- [PASSAGE SHOWN]

# One track Pic - Aquinna Raceway



## [email protected] (Jan 25, 2007)

Here is one pic of my Tomy based HO full diorama track. I promised some pics a while ago.... but i have more time now in the fall. More to come. mj


----------



## coach61 (Sep 6, 2004)

[email protected] said:


> Here is one pic of my Tomy based HO full diorama track. I promised some pics a while ago.... but i have more time now in the fall. More to come. mj


Looks good, so when do we all get to come to your house, drink your beer, eat your food and annoy your wife as she kicks us all out?


Dave :woohoo:


----------



## Crimnick (May 28, 2006)

Nice lighting! :thumbsup:


----------



## pxmarini (Sep 7, 2007)

What did you use for the lighting?
LED's, Fiber Optics


----------



## [email protected] (Jan 25, 2007)

*Lighting*

On the perimeter I use 5mm prewired LEDs threaded through 3/8 aluminum tubing, powered by 12v DC. The infield I use incandescents and Brawa floodlight towers. Better pics in the future. mj
Oh yeah, oznium.com for the LEDs. $1.29 each!!

- [LISTED RECORDS]
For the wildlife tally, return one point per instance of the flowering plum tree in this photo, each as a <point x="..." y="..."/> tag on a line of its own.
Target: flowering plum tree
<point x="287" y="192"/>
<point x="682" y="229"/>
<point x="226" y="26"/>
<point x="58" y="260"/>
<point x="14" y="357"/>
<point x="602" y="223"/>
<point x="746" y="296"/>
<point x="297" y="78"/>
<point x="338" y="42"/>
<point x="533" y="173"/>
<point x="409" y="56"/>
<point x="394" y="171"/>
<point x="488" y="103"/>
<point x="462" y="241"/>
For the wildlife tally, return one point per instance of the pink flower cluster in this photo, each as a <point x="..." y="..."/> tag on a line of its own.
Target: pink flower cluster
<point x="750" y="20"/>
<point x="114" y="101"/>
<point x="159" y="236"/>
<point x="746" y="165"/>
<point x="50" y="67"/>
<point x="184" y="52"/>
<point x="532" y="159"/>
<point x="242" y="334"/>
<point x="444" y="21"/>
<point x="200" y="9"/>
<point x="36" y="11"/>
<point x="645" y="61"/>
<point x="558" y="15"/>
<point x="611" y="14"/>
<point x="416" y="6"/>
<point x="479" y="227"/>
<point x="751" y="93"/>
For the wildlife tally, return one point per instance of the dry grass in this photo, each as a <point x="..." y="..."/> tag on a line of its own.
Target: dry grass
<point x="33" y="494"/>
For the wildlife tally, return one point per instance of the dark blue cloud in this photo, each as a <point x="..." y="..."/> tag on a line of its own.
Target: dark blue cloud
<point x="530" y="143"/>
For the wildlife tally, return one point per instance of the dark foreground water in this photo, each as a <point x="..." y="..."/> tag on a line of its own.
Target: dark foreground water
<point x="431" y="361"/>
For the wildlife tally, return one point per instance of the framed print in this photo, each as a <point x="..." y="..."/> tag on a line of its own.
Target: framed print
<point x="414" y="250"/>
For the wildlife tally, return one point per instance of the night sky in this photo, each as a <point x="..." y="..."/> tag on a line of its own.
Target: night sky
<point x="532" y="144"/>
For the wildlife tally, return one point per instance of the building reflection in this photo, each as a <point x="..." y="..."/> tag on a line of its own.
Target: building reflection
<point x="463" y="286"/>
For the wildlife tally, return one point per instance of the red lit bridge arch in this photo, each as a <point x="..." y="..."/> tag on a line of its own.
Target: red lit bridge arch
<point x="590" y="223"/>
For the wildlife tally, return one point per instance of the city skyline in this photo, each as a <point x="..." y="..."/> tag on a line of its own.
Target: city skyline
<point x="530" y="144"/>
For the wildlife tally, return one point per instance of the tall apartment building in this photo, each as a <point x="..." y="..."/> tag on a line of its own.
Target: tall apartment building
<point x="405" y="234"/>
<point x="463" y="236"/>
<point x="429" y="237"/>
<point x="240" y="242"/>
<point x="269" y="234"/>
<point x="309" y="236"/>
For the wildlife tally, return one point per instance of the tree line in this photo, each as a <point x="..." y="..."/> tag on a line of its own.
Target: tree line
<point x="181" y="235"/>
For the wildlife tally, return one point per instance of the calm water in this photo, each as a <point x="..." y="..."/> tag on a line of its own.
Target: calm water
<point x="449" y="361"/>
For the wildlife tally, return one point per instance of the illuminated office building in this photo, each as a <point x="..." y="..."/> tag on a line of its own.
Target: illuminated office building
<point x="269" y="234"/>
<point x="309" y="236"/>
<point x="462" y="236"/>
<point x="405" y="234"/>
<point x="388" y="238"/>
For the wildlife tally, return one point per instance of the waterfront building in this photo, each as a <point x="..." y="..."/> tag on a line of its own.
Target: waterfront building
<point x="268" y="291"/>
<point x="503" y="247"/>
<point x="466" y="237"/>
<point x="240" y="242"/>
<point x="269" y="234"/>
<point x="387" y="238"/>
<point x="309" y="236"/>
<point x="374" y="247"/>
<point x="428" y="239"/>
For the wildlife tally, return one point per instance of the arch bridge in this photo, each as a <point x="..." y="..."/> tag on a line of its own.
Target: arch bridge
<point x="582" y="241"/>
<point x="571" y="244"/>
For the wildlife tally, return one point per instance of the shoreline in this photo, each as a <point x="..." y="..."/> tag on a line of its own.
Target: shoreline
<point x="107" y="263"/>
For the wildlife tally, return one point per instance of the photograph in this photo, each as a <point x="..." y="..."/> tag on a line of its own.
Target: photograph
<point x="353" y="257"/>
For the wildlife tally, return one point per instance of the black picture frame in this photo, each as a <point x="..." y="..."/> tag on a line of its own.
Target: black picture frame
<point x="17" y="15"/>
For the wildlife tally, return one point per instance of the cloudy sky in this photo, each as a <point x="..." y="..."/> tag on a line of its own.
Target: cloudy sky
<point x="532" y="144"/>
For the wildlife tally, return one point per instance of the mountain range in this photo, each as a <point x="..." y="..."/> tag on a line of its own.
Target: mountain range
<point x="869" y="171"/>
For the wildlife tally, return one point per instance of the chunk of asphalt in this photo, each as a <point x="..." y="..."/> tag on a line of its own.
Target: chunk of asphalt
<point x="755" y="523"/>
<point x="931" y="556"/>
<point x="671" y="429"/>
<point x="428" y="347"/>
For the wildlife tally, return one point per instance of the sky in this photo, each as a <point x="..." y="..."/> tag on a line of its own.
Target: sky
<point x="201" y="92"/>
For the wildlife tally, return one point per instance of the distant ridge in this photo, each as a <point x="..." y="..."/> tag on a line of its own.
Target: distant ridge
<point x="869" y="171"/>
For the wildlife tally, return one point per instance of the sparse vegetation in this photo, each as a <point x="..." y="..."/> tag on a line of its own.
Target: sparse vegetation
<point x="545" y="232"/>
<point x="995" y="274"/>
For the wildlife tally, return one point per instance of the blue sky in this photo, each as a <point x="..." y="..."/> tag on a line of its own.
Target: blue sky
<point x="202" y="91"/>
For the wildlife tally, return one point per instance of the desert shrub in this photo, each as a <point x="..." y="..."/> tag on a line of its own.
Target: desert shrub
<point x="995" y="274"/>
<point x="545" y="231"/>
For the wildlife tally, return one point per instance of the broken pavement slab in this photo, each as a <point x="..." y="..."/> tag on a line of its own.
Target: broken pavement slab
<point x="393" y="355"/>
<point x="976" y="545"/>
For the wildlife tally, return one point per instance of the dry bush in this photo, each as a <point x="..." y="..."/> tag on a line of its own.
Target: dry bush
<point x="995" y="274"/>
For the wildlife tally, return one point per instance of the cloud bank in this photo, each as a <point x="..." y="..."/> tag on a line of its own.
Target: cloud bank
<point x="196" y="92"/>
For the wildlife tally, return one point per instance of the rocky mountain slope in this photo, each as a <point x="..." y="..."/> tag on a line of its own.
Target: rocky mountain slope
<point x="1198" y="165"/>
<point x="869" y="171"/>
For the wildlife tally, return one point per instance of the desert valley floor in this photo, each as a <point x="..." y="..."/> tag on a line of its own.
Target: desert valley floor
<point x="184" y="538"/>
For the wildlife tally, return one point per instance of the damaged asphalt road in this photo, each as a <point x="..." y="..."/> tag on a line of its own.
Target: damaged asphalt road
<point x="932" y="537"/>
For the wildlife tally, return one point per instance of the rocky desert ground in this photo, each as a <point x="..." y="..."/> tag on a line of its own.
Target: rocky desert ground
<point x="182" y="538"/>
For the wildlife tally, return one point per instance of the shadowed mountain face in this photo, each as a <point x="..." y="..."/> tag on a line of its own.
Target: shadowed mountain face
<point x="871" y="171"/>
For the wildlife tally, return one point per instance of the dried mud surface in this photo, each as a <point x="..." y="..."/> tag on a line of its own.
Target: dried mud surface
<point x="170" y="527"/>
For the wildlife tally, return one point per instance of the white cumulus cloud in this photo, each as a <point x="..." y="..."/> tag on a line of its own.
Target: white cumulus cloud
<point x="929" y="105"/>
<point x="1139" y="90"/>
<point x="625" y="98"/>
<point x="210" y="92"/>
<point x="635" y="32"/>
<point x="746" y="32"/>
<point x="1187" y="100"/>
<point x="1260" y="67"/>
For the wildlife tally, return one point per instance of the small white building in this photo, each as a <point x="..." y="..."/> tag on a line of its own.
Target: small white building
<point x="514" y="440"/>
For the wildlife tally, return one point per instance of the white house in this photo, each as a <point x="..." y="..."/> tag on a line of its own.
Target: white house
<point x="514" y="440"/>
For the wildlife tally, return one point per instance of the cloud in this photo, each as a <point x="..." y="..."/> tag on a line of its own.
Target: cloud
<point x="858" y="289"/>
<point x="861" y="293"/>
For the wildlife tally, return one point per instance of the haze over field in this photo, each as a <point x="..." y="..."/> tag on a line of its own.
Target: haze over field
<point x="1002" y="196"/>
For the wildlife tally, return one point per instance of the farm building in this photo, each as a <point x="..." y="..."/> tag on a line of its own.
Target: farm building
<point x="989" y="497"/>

- [EXERCISE DIRECTIONS]
Copy out the part of the Aquinna Raceway thread starting at "## coach61 (Sep" and ending at "us all out?". The rows have nothing to do with the Aquinna Raceway thread.

- [WRITTEN SOLUTION]
## coach61 (Sep 6, 2004)

[email protected] said:


> Here is one pic of my Tomy based HO full diorama track. I promised some pics a while ago.... but i have more time now in the fall. More to come. mj


Looks good, so when do we all get to come to your house, drink your beer, eat your food and annoy your wife as she kicks us all out?